**Page extract:**
Costa Rica continues to be the best performing economy of the sub-region. With its diversified export economy and its successful thrust into eco-tourism, it was best placed to withstand the effects of the economic downturn in the US economy and in world tourism in 2002. Economic activity was sustained by increased exports and domestic investment and by government spending; the latter at the cost of a widening public sector deficit.
The total exports of goods and services of the other four fell by US$282 million or 2.5 percent. This fed through their economies in terms of investment, government spending, and growth.
The problem lies not only in the volume of export sales, but the terms of trade. Since 1995 the price of exports relative to the price of imports has fallen by 6.5 percent for Costa Rica, 20.8 percent for El Salvador, 18.2 percent for Guatemala, 1.2 percent for Honduras, and 29.5 percent for Nicaragua.

**Given problem A:** Determine whether each statement agrees with the economic passage: (i) Government spending helped sustain economic activity in Costa Rica; (ii) The exports of goods and services of the other four economies rose by US$282 million; (iii) Since 1995, Honduras experienced the largest fall in the price of exports relative to imports.
**Given problem B:** Extend the economic passage from the point where it stops, in the same formal register.
The listing that follows this passage is not required for anything asked here.

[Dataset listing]
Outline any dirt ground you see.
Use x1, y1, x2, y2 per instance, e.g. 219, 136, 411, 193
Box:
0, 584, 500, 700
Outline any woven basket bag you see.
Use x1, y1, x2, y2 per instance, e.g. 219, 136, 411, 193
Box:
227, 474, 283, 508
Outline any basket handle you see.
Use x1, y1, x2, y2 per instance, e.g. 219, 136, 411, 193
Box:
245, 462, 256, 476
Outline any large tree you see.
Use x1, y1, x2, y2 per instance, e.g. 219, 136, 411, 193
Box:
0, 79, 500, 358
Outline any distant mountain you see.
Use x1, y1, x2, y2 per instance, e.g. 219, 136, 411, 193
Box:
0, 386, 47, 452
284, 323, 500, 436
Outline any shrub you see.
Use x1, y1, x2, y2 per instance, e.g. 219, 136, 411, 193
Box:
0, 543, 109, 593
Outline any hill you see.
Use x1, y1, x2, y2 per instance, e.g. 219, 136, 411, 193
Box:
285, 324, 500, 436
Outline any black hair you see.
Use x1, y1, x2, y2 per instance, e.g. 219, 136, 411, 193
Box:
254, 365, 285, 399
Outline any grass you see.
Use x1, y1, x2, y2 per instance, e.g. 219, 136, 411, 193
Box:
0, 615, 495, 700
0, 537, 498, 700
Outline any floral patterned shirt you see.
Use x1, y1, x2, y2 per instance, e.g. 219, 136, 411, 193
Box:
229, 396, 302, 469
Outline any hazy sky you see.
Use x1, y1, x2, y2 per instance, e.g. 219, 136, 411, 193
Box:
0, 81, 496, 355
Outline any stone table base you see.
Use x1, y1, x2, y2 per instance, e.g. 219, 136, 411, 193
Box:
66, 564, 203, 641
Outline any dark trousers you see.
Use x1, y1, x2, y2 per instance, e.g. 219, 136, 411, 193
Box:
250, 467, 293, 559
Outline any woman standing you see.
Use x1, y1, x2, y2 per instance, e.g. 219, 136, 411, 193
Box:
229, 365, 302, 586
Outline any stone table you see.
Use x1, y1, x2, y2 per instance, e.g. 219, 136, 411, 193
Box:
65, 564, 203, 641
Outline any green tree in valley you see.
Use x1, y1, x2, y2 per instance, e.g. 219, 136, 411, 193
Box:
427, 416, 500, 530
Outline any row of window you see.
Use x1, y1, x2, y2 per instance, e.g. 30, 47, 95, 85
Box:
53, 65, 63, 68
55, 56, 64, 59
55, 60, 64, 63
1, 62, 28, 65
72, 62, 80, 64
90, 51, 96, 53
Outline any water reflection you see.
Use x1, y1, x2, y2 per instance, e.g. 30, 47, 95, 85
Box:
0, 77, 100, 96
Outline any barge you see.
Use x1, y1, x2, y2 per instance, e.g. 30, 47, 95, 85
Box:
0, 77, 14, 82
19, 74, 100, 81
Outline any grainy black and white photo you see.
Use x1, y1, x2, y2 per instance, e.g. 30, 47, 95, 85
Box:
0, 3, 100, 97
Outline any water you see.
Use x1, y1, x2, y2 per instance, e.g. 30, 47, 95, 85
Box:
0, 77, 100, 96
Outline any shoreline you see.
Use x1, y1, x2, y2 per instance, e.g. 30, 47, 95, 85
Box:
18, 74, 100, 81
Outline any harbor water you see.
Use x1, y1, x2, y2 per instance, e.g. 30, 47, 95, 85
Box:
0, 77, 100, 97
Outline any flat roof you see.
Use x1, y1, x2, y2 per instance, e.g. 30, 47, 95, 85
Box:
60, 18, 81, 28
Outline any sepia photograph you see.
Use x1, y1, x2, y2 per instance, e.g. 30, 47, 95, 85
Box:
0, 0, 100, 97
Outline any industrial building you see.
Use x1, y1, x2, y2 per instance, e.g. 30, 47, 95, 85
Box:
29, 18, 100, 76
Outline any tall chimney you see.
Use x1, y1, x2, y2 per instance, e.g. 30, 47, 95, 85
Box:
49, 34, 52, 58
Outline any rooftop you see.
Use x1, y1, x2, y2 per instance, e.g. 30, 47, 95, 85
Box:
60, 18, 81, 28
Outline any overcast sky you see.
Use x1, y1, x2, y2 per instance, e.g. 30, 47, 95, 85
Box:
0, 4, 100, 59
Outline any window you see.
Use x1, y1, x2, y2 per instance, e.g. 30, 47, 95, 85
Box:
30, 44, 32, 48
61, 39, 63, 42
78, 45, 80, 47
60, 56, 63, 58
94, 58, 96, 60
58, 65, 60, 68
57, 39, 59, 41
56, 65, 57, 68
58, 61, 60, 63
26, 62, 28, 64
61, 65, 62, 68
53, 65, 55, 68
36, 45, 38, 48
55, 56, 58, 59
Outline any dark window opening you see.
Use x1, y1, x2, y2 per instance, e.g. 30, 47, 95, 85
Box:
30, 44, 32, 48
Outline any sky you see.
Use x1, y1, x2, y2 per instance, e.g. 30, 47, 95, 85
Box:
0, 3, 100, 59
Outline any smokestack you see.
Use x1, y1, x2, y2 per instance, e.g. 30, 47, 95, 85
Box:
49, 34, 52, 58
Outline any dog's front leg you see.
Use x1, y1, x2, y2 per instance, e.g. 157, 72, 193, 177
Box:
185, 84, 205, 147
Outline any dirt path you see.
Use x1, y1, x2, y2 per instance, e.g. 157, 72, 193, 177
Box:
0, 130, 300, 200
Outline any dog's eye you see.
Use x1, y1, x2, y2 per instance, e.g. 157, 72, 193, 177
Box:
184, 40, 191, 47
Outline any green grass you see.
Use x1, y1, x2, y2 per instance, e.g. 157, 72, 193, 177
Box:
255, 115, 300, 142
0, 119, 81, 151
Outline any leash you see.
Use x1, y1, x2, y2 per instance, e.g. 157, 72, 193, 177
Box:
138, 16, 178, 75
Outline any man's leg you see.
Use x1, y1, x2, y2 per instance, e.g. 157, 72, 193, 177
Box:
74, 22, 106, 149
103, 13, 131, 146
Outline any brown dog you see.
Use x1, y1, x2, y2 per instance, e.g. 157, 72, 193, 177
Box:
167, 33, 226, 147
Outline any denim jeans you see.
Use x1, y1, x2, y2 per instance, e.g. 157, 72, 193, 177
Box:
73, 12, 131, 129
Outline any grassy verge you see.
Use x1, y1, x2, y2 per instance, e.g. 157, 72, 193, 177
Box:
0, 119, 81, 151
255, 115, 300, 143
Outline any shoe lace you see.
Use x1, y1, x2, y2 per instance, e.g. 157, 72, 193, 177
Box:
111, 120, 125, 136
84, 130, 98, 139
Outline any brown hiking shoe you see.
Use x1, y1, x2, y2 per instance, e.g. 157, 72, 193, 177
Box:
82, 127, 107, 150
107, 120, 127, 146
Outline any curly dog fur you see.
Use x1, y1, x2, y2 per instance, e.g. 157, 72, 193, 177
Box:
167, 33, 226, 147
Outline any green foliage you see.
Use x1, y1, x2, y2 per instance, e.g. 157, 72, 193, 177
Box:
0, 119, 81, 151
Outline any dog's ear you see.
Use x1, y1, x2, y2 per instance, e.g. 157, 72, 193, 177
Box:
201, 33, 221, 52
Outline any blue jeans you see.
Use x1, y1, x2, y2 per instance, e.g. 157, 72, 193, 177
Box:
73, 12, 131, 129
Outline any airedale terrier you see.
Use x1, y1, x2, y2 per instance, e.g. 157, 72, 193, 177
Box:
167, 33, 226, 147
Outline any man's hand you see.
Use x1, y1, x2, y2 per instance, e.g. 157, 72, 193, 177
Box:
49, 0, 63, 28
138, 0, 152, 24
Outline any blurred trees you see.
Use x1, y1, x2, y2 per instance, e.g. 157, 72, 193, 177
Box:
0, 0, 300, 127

**Exercise answer A:**
(i) Yes: "Economic activity was sustained by increased exports and domestic investment and by government spending"
(ii) No: "The total exports of goods and services of the other four fell by US$282 million or 2.5 percent."
(iii) No: "1.2 percent for Honduras, and 29.5 percent for Nicaragua"

**Exercise answer B:**
A large part of this is due to the collapse in world market prices for coffee, a major traditional export commodity of the sub-region.
However, remittances are a significant source of foreign exchange in Central America. In relation to exports, current transfers (mainly remittances) are 53 percent in El Salvador, 44 percent in Guatemala, 32 percent in Honduras and 41 percent in Nicaragua. Inflows from remittances are several times greater than foreign investment.
The total amount sent home by Central Americans living abroad increased in 2002. Like the island Caribbean, this would have helped to cushion the impact of the economic downturn on poor households.